Required work - Nothing in the records should be left out; transcribe them exactly.

(Saved entries)
________________________

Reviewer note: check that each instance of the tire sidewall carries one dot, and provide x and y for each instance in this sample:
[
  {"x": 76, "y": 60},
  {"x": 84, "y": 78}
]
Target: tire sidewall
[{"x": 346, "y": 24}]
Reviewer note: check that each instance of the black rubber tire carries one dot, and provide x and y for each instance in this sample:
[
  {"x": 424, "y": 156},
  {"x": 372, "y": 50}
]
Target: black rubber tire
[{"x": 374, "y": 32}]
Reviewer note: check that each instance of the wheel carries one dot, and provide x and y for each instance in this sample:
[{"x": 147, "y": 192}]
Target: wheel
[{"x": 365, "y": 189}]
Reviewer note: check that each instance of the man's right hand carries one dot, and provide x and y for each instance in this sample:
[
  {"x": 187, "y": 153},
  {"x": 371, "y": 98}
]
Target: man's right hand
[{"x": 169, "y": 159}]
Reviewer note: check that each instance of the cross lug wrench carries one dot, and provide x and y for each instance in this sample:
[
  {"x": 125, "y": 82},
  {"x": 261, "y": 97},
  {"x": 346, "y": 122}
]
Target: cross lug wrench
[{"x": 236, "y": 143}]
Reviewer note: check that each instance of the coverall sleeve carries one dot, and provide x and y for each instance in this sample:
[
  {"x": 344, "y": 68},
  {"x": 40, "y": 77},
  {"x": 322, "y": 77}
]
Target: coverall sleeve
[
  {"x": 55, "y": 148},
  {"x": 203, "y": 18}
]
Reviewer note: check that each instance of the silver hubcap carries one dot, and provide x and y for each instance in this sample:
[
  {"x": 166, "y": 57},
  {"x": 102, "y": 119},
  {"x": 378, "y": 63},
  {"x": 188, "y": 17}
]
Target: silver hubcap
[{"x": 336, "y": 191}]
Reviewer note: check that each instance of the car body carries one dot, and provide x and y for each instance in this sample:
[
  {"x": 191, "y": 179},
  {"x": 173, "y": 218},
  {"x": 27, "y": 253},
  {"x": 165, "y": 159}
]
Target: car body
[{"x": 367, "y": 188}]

________________________

Answer to this problem -
Reviewer note: check that each instance of the tire sidewall carries one dot, and provide x and y for each instance in this sample:
[
  {"x": 76, "y": 60},
  {"x": 84, "y": 78}
]
Target: tire sidewall
[{"x": 346, "y": 24}]
Reviewer note: check that each instance of the black rubber tire carries one dot, and provide x and y for each instance in this sample:
[
  {"x": 424, "y": 156},
  {"x": 372, "y": 50}
]
Target: black rubber tire
[{"x": 374, "y": 32}]
Reviewer note: check that each instance of the wheel carries one dot, and provide x and y for each instance in this sample:
[{"x": 147, "y": 192}]
Target: wheel
[{"x": 365, "y": 189}]
Reviewer note: check that each instance of the man's right hand carries one dot, and provide x and y for each instance in this sample:
[
  {"x": 187, "y": 153},
  {"x": 371, "y": 98}
]
Target: man's right hand
[{"x": 169, "y": 159}]
Reviewer note: check that each instance of the cross lug wrench carries one dot, and provide x and y for each instance in this sample:
[
  {"x": 125, "y": 82},
  {"x": 261, "y": 97},
  {"x": 346, "y": 122}
]
Target: cross lug wrench
[{"x": 236, "y": 143}]
Reviewer note: check that each instance of the coverall sleeve carries one dot, and provide x and y for each instance in this sample:
[
  {"x": 344, "y": 68},
  {"x": 40, "y": 77},
  {"x": 322, "y": 77}
]
Target: coverall sleeve
[
  {"x": 55, "y": 148},
  {"x": 203, "y": 18}
]
Reviewer note: check that each instance of the silver hubcap carries one dot, and provide x and y for each instance in this sample:
[
  {"x": 166, "y": 57},
  {"x": 102, "y": 119},
  {"x": 378, "y": 63},
  {"x": 188, "y": 17}
]
Target: silver hubcap
[{"x": 336, "y": 191}]
Reviewer note: check that each instance of the car body carries one dot, and provide x and y for each instance in this sample:
[
  {"x": 191, "y": 179},
  {"x": 173, "y": 218},
  {"x": 27, "y": 253},
  {"x": 165, "y": 159}
]
Target: car body
[{"x": 367, "y": 188}]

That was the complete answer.